=== Data ===
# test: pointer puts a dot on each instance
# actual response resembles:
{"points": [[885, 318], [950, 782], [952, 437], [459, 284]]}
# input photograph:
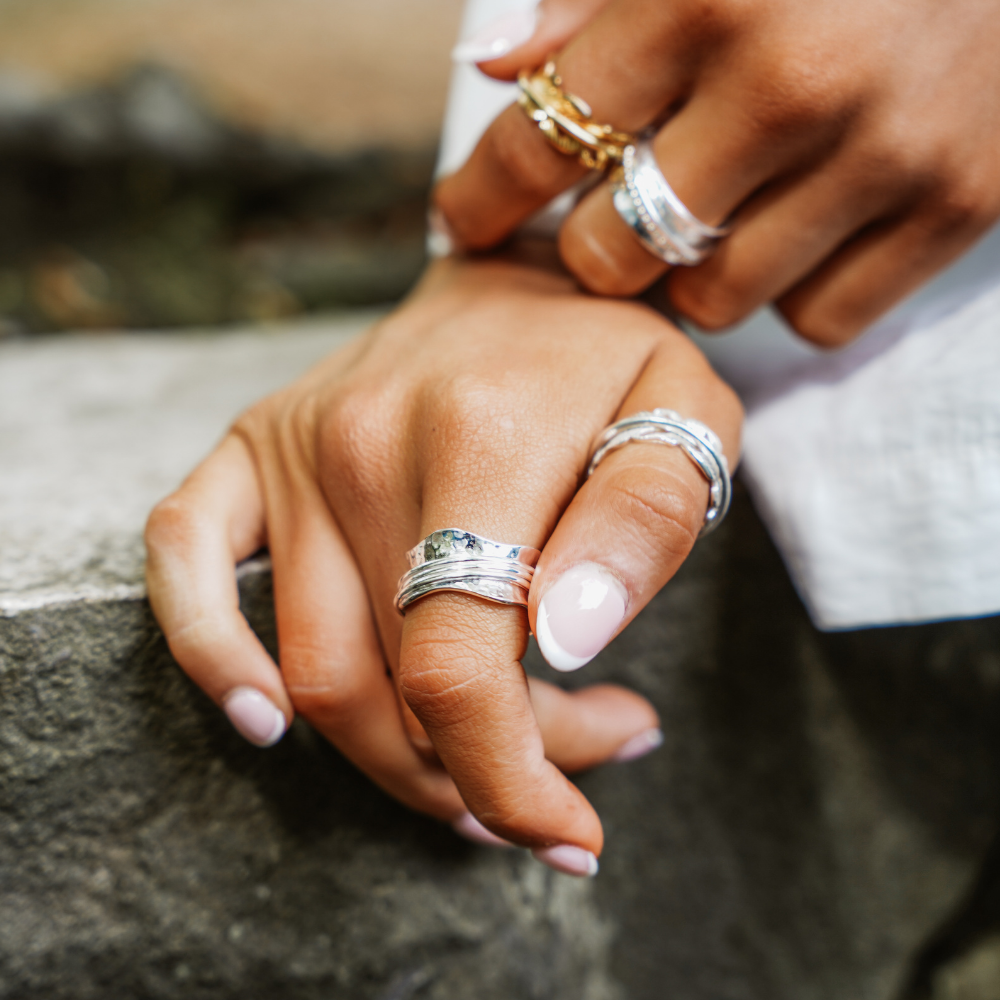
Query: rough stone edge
{"points": [[11, 605]]}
===
* **Assigned task**: Word for word, write out each line from the one with "# actual response" through the end of the entries above, and omit any pictures.

* **Problem solution**:
# actual response resembles:
{"points": [[885, 318], [950, 782], [952, 437], [459, 284]]}
# input photograph:
Query: rough stone edge
{"points": [[11, 605]]}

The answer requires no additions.